Study text ▸
WILMINGTON, NC (WECT) - You first heard from Anthony Shook in March when he was profiled for a story about forgiveness after a felony conviction.
Shook is a Navy veteran who served with the submarine division and suffered severe post traumatic stress once he returned to civilian life to work as a nurse.
A decision Shook made during his time as a nurse resulted in the death of a patient. He was convicted of murder and spent nearly 23 years in prison.
He was released from prison in 2011 and has been unable to find a job, but not for lack of trying. Shook says he has sent in applications for around 800 jobs since.
"To have each one shot down because of the felony was very personal," said Shook.
A fellow battleship volunteer made WECT aware of Shook's partial dismissal.
Shook had been volunteering with the battleship for nearly a year without incident. He worked on the cleaning and restoration crew, and was eventually permitted to volunteer in the Battleship 101 program and in the gift shop during school visits.
WECT's Alex Guarino spoke with Battleship North Carolina Captain Terry Bragg, who refused an on-camera interview. He explained Shook was told he could continue volunteering in cleaning and restoration but would no longer be allowed to volunteer in aspects that involve interaction with the public.
Bragg said the battleship follows New Hanover County Schools' conditions for employment for all volunteers (see document below). Those conditions state a felony conviction weighs against an applicant being hired.
However, they also state a criminal record check is required.

Available data ▸
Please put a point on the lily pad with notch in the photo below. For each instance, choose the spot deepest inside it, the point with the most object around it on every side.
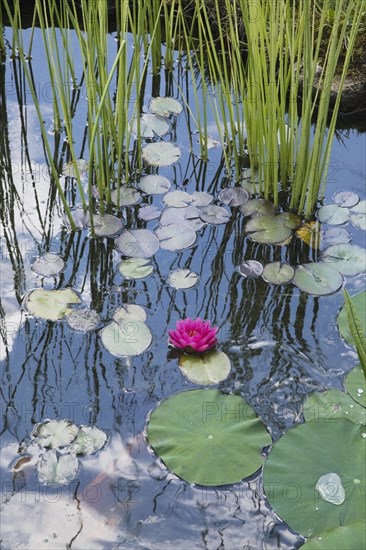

Your goal ▸
List every person the news story about Anthony Shook names with a full name. The data has nothing to do with the news story.

Answer to this exercise ▸
Anthony Shook, Alex Guarino, Terry Bragg